*** Provided data ***
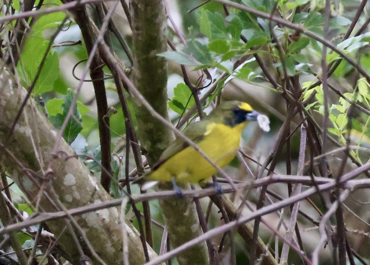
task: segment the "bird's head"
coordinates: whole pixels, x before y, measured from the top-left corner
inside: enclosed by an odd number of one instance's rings
[[[245,102],[224,101],[211,113],[208,118],[233,127],[246,121],[257,121],[259,117],[262,116],[266,117],[253,110],[250,105]]]

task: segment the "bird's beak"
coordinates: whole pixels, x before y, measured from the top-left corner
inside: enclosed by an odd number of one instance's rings
[[[256,111],[255,110],[252,110],[250,112],[248,112],[245,115],[245,117],[246,118],[247,121],[256,121],[257,117],[260,115],[261,115],[261,114],[258,112],[258,111]]]

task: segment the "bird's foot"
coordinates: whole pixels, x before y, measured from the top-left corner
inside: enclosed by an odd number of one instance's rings
[[[221,187],[221,185],[218,184],[217,182],[206,183],[203,186],[203,187],[213,187],[215,189],[215,193],[216,195],[220,195],[222,194],[222,187]]]

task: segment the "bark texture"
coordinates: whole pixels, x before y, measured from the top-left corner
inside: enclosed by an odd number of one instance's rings
[[[133,0],[131,2],[134,56],[134,84],[156,111],[168,120],[167,107],[167,65],[158,54],[167,51],[167,27],[162,0]],[[136,113],[141,146],[147,151],[150,165],[158,159],[174,134],[153,118],[139,102]],[[162,184],[161,188],[172,186]],[[171,245],[176,247],[202,234],[192,200],[174,198],[161,200]],[[180,265],[209,264],[205,242],[195,246],[176,257]]]
[[[27,101],[14,132],[7,137],[27,94],[24,88],[17,87],[10,72],[5,68],[0,72],[0,142],[7,150],[0,148],[3,168],[37,210],[53,212],[63,210],[63,207],[70,209],[110,200],[109,195],[63,139],[57,152],[51,153],[58,140],[57,131],[33,99]],[[120,214],[118,208],[112,207],[74,217],[95,251],[110,265],[122,264]],[[47,224],[57,237],[65,222],[57,220]],[[128,233],[130,264],[141,265],[145,260],[138,233],[129,221],[124,225]],[[67,231],[59,242],[78,264],[80,254]],[[154,258],[156,254],[148,248],[149,256]]]

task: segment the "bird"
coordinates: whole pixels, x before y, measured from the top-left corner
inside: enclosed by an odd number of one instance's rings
***
Change every "top-left corner" in the records above to "upper-left corner" and give the records again with nothing else altered, leaving out the pictures.

Task solution:
task: segment the "bird's head"
coordinates: whole pixels, x before y, measured from the upper-left corner
inside: enclosed by an odd number of one instance's rings
[[[245,102],[224,101],[211,113],[208,118],[233,127],[246,121],[257,121],[259,117],[262,116],[266,117],[253,110],[250,105]]]

task: segment the "bird's beak"
coordinates: whole pixels, x before y, measured from the upper-left corner
inside: enclosed by an odd number of one instance's rings
[[[256,111],[255,110],[252,110],[250,112],[248,112],[245,115],[245,117],[246,118],[247,121],[256,121],[257,117],[260,115],[261,115],[261,114],[258,112],[258,111]]]

task: segment the "bird's foot"
coordinates: whole pixels, x before y, measured from the upper-left corner
inside: enclosed by an odd number of one instance's rings
[[[221,187],[221,185],[218,184],[217,182],[206,183],[203,186],[203,187],[213,187],[215,189],[215,193],[216,195],[220,195],[222,194],[222,187]]]

task: segment the "bark texture"
coordinates: whole pixels, x before y, measured from the upper-left corner
inside: enclosed by an odd number of one instance's rings
[[[133,0],[131,2],[134,56],[134,84],[156,111],[168,120],[167,107],[167,65],[158,54],[167,51],[167,27],[162,0]],[[136,113],[141,146],[147,151],[150,165],[158,159],[174,134],[153,118],[139,102]],[[162,184],[161,188],[172,186]],[[171,245],[176,247],[202,234],[192,200],[174,198],[161,200]],[[180,265],[209,264],[205,242],[195,246],[176,257]]]
[[[27,101],[14,132],[7,137],[27,94],[24,88],[17,87],[10,72],[5,68],[0,72],[0,142],[7,150],[0,148],[3,168],[37,210],[53,212],[63,210],[63,207],[70,209],[110,200],[109,195],[63,139],[57,152],[51,153],[58,140],[57,131],[33,99]],[[120,214],[118,208],[112,207],[74,217],[95,251],[110,265],[122,264]],[[47,224],[57,237],[65,222],[57,220]],[[128,233],[130,264],[141,265],[145,260],[138,233],[129,221],[124,225]],[[67,231],[59,242],[78,264],[80,254]],[[154,258],[156,254],[148,248],[149,256]]]

task: segment the "bird"
coordinates: whole pixels, x before y, measured from the upper-left corner
inside: enclosed by an odd number of one instance's rings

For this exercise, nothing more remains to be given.